Rescale the lines that start with the line containing "of the textured" and continue through the end of the records, including the requests. Multiply every pixel coordinate in the answers by 1.9 and round to the nearest whole number, with halves rounding up.

* Begin Records for this exercise *

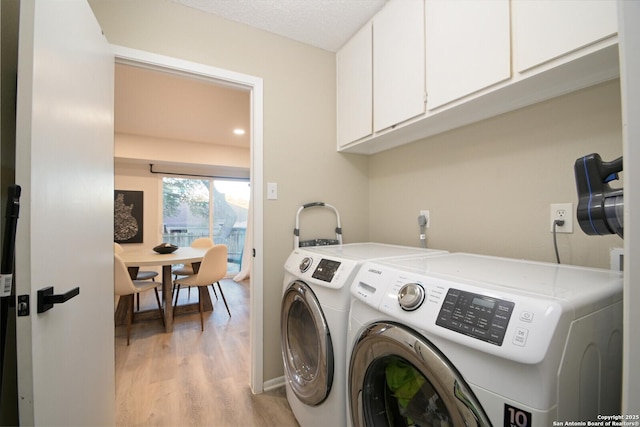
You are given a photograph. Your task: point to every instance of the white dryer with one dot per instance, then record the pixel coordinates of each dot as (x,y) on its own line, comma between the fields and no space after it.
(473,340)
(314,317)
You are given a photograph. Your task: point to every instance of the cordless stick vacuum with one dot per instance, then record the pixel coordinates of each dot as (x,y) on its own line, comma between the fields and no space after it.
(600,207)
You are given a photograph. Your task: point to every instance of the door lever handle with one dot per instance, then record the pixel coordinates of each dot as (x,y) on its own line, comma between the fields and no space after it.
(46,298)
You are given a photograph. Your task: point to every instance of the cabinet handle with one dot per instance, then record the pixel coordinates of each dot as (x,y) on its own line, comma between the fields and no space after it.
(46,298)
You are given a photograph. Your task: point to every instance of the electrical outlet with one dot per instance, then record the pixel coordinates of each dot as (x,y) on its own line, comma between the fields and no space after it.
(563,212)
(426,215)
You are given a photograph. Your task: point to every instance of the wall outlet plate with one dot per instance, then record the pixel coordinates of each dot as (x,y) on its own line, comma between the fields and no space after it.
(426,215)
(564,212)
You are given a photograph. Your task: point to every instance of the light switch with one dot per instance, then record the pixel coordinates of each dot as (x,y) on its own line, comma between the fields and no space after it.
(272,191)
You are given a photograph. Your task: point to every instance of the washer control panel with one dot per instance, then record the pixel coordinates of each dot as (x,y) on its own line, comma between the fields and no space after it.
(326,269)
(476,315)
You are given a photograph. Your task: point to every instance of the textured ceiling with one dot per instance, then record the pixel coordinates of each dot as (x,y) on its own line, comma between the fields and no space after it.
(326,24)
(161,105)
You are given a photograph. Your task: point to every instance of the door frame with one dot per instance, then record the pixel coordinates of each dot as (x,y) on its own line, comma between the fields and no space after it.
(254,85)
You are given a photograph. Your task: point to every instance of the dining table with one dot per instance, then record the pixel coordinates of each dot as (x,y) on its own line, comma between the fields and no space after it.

* End Records for this exercise *

> Finished task:
You are given a photograph. Your task: point to every instance of the textured ceiling with one dot per instance, then record the pixel coordinates of each dot as (x,y) on its own line, comma between the fields and no space after it.
(619,46)
(306,200)
You are given a photograph. Your task: point to every instance of the door frame with one dot per instance, then record the pixel coordinates of each dot as (x,y) on its own line, comma between the fields and no space after it.
(483,162)
You are given a photograph. Your task: point to every instance of the dining table with one dot per instance, then record the pixel coordinates of each dot as (x,y) on its own line, comma between the fields and no space after it.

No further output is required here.